DIRECTIONS FOR THIS TASK → In the part of the data that opens with the line containing "is white interior" and closes with the line containing "[626,0,640,9]", swap "bounding boxes" for "box coordinates" and reproduce those lines with nothing else altered.

RAW RECORDS →
** Start **
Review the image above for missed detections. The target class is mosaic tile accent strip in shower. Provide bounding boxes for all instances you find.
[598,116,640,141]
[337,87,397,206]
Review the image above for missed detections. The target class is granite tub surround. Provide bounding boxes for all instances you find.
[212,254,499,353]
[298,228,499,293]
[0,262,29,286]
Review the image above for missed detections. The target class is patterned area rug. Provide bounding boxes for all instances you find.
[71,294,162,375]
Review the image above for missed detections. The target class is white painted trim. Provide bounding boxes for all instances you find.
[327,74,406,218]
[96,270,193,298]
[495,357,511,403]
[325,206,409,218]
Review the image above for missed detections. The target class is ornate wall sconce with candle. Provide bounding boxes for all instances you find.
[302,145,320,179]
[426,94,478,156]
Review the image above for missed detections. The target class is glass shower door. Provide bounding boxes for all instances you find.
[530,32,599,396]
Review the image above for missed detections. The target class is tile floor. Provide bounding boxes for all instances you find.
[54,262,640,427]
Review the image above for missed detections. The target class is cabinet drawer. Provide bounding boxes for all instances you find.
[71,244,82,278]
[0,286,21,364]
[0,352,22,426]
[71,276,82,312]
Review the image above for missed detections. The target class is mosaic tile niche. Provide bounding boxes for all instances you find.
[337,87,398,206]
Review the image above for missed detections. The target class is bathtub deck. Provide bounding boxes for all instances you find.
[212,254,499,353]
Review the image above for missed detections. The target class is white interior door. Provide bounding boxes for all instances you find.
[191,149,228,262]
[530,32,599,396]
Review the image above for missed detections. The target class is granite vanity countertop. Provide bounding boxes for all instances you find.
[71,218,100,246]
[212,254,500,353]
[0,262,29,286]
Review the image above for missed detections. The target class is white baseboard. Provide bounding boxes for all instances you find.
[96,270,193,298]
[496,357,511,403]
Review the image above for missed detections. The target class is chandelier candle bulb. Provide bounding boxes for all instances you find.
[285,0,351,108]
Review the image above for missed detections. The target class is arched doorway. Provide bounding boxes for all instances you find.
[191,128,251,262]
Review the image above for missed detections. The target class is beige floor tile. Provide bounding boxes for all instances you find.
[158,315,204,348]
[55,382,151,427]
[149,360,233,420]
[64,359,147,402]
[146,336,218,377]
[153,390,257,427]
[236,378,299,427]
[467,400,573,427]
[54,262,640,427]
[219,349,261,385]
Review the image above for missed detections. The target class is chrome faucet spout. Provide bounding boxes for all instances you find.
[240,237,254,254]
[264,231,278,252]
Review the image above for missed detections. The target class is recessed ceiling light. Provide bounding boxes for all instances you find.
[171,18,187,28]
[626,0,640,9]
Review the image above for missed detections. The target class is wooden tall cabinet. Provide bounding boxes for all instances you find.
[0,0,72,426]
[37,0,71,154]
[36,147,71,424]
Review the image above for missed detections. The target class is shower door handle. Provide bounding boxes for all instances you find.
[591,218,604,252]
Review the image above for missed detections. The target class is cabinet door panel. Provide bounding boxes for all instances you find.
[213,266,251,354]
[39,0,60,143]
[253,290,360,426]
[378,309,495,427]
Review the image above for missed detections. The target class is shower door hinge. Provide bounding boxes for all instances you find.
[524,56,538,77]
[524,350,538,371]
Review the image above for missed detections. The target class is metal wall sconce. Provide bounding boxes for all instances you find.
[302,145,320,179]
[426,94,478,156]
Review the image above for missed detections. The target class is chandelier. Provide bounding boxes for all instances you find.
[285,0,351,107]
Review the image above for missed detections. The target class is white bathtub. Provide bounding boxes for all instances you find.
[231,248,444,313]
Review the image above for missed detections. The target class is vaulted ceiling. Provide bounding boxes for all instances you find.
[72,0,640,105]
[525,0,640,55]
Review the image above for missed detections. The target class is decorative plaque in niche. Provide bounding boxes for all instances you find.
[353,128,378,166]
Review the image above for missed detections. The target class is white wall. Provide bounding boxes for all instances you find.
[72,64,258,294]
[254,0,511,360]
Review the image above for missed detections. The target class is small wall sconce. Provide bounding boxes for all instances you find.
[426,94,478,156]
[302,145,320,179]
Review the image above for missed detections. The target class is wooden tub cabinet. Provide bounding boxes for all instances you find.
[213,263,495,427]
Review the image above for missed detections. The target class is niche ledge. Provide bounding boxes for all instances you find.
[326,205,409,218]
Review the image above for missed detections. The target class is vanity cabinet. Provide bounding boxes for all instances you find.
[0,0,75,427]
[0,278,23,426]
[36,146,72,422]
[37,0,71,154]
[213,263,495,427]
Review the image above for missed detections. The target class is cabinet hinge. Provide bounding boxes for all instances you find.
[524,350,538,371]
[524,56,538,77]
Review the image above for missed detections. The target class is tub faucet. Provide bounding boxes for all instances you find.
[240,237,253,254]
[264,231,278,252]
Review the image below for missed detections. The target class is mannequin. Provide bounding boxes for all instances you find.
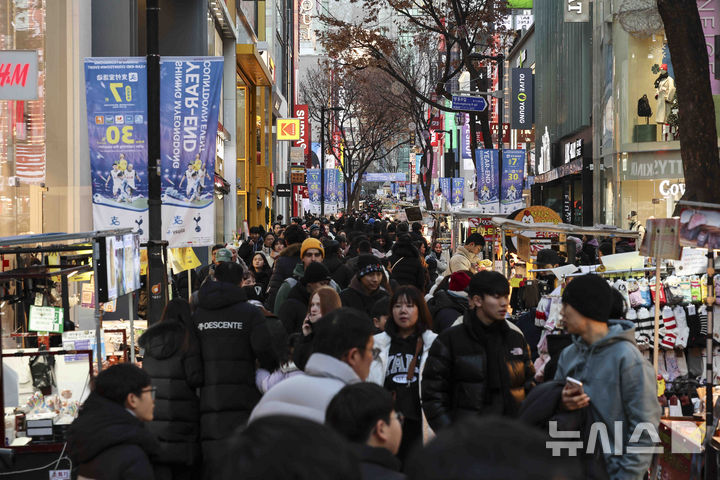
[655,63,675,125]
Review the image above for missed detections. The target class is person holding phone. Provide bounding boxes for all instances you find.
[555,274,660,479]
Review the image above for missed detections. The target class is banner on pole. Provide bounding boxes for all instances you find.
[475,148,500,213]
[500,150,526,213]
[85,57,148,242]
[160,57,223,248]
[451,178,465,206]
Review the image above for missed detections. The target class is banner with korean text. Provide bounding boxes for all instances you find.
[500,150,526,213]
[160,57,223,247]
[85,57,149,242]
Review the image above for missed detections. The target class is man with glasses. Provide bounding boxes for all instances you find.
[250,308,379,423]
[68,363,159,480]
[325,382,405,480]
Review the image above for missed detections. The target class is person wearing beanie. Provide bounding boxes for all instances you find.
[273,238,340,316]
[555,274,660,479]
[278,262,330,335]
[421,270,535,432]
[428,270,471,333]
[340,254,388,318]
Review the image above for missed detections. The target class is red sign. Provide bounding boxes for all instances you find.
[293,105,312,168]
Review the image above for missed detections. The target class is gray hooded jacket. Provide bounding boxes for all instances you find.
[555,320,660,480]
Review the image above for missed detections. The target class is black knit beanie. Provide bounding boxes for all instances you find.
[562,273,613,322]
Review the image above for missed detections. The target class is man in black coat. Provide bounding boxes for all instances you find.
[265,223,307,312]
[325,382,406,480]
[340,255,388,318]
[422,271,535,431]
[193,263,274,472]
[278,262,330,335]
[68,363,159,480]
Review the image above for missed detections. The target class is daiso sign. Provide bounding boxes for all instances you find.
[293,105,310,163]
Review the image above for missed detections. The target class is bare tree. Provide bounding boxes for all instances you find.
[300,65,408,207]
[657,0,720,203]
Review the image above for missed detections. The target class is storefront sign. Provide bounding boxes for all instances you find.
[293,105,310,157]
[160,57,223,248]
[500,150,526,213]
[565,138,583,163]
[511,68,535,130]
[535,158,583,183]
[660,180,685,197]
[475,148,500,213]
[85,57,150,242]
[0,50,38,100]
[562,0,590,23]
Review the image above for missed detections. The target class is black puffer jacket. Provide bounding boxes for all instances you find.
[390,241,430,293]
[193,282,274,450]
[428,288,468,333]
[422,310,535,432]
[68,392,159,480]
[323,255,353,288]
[278,280,310,335]
[265,243,302,312]
[340,275,388,318]
[138,321,203,465]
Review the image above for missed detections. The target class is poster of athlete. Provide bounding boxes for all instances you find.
[160,57,223,247]
[85,57,148,242]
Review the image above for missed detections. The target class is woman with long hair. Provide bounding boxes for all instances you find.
[367,285,437,460]
[293,287,342,370]
[138,298,204,479]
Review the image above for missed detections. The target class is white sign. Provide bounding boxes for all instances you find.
[563,0,590,23]
[0,50,38,100]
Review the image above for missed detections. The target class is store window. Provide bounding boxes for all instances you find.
[0,0,46,237]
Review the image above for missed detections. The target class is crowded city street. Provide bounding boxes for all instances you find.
[0,0,720,480]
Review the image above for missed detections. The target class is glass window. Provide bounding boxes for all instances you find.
[0,0,46,237]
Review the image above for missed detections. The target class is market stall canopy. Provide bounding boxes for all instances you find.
[492,217,640,238]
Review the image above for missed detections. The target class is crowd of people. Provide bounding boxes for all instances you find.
[68,211,660,480]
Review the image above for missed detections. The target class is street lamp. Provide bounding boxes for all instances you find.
[320,107,345,217]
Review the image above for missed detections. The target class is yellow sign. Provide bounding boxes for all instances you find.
[170,247,202,273]
[277,118,300,140]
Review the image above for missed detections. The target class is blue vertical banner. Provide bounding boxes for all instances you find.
[85,57,148,242]
[440,177,452,203]
[307,168,320,213]
[451,177,465,207]
[500,150,527,213]
[160,57,223,248]
[475,148,500,213]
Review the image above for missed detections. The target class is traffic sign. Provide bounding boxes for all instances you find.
[450,95,487,112]
[277,118,300,140]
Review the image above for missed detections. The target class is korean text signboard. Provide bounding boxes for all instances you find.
[85,57,149,242]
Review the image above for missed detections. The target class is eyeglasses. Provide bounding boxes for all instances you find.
[140,387,157,400]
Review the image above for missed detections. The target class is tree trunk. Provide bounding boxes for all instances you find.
[657,0,720,205]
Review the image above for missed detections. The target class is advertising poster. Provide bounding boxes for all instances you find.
[307,168,320,213]
[475,148,500,213]
[500,150,525,213]
[451,178,465,206]
[160,57,223,248]
[85,58,148,242]
[440,177,452,203]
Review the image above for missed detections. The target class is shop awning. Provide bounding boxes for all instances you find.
[235,44,273,87]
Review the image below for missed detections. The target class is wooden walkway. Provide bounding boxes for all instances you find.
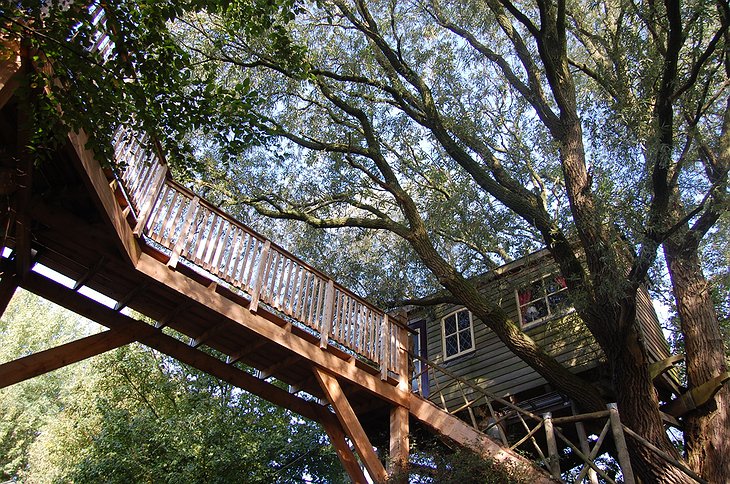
** End **
RIGHT ANSWER →
Review the image above for missed detections. The target class is white interior door. Provide box coordinates for all instances you find.
[191,149,228,262]
[530,32,599,396]
Review the image above for missed detections. The target class is granite vanity countertop. Provide box coordinates for all instances you find.
[71,218,100,246]
[212,254,500,353]
[0,262,29,286]
Review the image above for missed detections. The target class is white baseboard. Provide box coordinates for all instances you find.
[96,270,193,298]
[496,357,511,403]
Review the image above for missed detections. The target class is chandelier candle bulb. Provide box coordinates for all instances you find.
[285,0,351,108]
Review the image above for missed detections. The target class is arched doorway. Provide box coordinates for all instances you find.
[191,128,251,262]
Review the image above for missed detections. The target class is beige floor tile. Provide box coordinates for all instances you find.
[158,315,204,348]
[55,382,151,427]
[149,360,233,420]
[64,359,147,402]
[146,336,218,377]
[153,390,257,427]
[236,378,299,427]
[467,400,573,427]
[54,262,640,427]
[219,349,261,385]
Review the image above for missed detections. The target class is chrome faucet spout. Provide box coordinates for all instances you find.
[240,237,254,254]
[264,231,278,252]
Review the image above for missed detections. The target class is recessed ceiling light. Provide box coordinates for all instances you find.
[171,18,187,28]
[626,0,640,9]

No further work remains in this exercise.